→ Required tasks
[1] List the data structures that the glossary in the Cobol sorts demo post defines.
[2] Write the next part of the Cobol sorts demo post, continuing after its last sentence.

Home > Archive > Cobol > July 2004 > Demo: Sorts (revised)
You are viewing an archived Text-only version of the thread.
To view this thread in it's original format and/or if you want to reply to
this thread please [click here]
| Author |
Demo: Sorts (revised)
|
|
| Robert Wagner 2004-06-25, 6:50 pm |
| This is a re=posting of the sorts demo with one added test: inserting records
into an indexed file and reading them back in sequence. Jerry Mouse said this
technique is "efficient". In FACT, it ran 15 times slower than a Cobol sort and
more than 100 times slower than a fast sort.
* I'll take Sorts And Trees for a thousand, Alex
*
* These two programs -- Sorts and Trees -- demonstrate Cobol Features
* overlooked by most programmers, while running timing tests on
* sort algorithms.
*
* Glossary.
* We will see three data structures:
*
* Table An array defined with Occurs. Same as a sequential file.
*
* List Each entry has a pointer or index containing the address
* of the next entry, and optionally the previous. Same as
* a 'random' file.
*
* Tree Like a family tree, where each node contains one data
* value and pointers to up to two children, named Left,
* containing entries less than the node's data, and Right.
* Nodes with fewer than two children are called Leaves.
* Same as an indexed file.

→ Recorded data
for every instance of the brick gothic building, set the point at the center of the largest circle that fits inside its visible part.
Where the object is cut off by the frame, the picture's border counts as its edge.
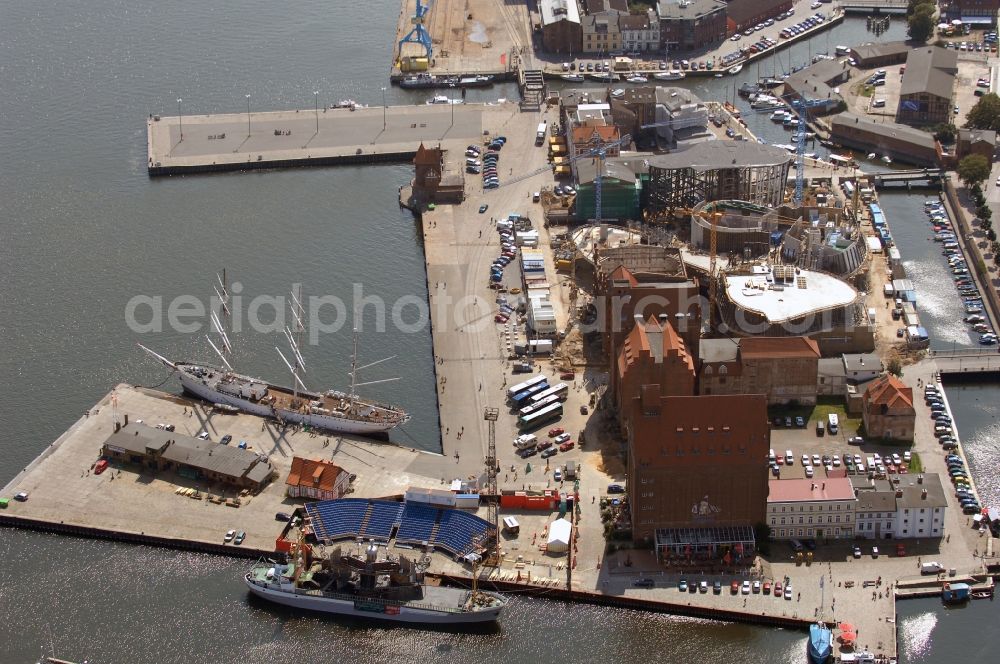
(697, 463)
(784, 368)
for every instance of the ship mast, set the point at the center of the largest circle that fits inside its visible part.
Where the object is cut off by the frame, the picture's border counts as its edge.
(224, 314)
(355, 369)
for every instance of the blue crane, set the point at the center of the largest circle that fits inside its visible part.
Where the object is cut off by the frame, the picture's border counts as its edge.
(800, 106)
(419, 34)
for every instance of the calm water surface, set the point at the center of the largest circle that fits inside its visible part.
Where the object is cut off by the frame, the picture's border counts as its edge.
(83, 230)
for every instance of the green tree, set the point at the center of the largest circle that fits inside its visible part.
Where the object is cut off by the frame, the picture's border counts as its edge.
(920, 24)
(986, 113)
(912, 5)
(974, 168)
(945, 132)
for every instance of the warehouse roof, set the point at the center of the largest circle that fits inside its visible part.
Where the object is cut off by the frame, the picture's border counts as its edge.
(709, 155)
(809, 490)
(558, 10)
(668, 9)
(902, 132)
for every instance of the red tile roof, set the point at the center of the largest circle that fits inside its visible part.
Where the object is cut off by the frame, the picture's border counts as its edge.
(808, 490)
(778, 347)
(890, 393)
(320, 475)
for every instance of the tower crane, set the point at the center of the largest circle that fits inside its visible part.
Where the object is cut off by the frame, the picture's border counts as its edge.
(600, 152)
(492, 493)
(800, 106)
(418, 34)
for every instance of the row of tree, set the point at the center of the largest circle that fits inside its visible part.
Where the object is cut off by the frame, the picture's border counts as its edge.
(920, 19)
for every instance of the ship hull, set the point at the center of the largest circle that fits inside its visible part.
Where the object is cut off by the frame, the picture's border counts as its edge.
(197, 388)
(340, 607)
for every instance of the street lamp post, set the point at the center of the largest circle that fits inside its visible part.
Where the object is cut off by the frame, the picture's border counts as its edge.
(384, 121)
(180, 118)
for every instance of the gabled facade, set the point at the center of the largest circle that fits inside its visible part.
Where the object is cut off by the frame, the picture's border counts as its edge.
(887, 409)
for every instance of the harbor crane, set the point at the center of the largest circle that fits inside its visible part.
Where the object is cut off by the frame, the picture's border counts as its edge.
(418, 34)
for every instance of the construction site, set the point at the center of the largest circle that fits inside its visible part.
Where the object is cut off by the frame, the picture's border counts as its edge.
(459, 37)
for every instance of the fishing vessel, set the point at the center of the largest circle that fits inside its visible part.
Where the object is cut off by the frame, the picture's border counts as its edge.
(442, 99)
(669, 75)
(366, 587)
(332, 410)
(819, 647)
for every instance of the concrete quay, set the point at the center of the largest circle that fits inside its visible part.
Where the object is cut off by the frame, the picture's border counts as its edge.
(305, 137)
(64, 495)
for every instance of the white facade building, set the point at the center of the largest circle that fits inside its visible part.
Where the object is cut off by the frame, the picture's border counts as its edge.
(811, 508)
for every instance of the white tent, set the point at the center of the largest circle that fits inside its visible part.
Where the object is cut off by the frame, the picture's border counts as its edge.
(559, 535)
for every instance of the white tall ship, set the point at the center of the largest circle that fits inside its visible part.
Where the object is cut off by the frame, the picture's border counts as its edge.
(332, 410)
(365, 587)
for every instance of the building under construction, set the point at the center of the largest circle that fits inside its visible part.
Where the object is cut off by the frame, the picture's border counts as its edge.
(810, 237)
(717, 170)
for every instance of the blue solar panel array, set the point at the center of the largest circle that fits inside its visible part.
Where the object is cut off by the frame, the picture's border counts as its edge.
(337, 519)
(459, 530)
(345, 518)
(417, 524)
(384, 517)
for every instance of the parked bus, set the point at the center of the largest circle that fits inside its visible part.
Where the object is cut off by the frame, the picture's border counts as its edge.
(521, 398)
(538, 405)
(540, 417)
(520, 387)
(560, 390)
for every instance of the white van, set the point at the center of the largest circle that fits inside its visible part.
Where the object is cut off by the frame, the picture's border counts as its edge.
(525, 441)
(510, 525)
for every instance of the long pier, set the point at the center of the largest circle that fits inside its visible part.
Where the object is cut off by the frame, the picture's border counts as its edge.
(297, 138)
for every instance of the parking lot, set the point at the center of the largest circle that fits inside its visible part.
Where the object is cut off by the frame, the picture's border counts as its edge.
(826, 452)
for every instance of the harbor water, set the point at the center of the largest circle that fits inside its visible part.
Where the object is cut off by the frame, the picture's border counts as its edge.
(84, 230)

→ Per-task outputs
[1] Table, List, Tree

[2]
*
* Sorts program
*
* Feature: Nested Programs
*
* Cobol is often criticized for having 'an ocean of data' in
* working-storage that is globally accessible to all parts of the
* program. It is also criticized for having overly large monolithic
* programs. Nested programs, seen below, are one answer to that
* objection; we will see another in Trees. They are written like
* external called programs, but they are in the same source file
* with the caller. If they were separately compiled, there would
* be additional administrative work to list them on program
* inventories, promote them through Change Management, perhaps
* list them as dependents in make files.
*
* Nested programs have their own private working-storage and lack
* access to their parent(s)' working-storage unless passed as
* a parameter or declared Global. They have been in the ANSI
* Cobol Standard since 1985.
*
* Test 0. Indexed file sort
*
* Inserts records into an indexed file, then reads them back in sequence.
* This is included as a bad example, the wrong way to sort data.
* It runs 15 times slower than a Cobol sort.
*
* Test 1. Cobol file sort
*
* This is a familiar Cobol sort with input and output procedures,
* release and return records. No Features here, it is shown to provide a
* timing baseline.
*
* Test 2. Micro Focus table sort
*
* Feature: Table sort
*
* Micro Focus provides an extension allowing you sort a table in memory.
* When we time it, we find its speed is almost identical to the file
* sort in test 1, and half the speed it 'should' be as shown in test 3.
* Apparently, under the covers it is releasing records to and returning
* records from the file sort. This was an extension to the 1985 Standard,
* is included in the 2002 Standard.
*
* Test 3. Quick sort
*
* Feature: Calling C language functions from Cobol
*
* This test calls qsort() in the Standard C Library, and directs it to
* call memcmp().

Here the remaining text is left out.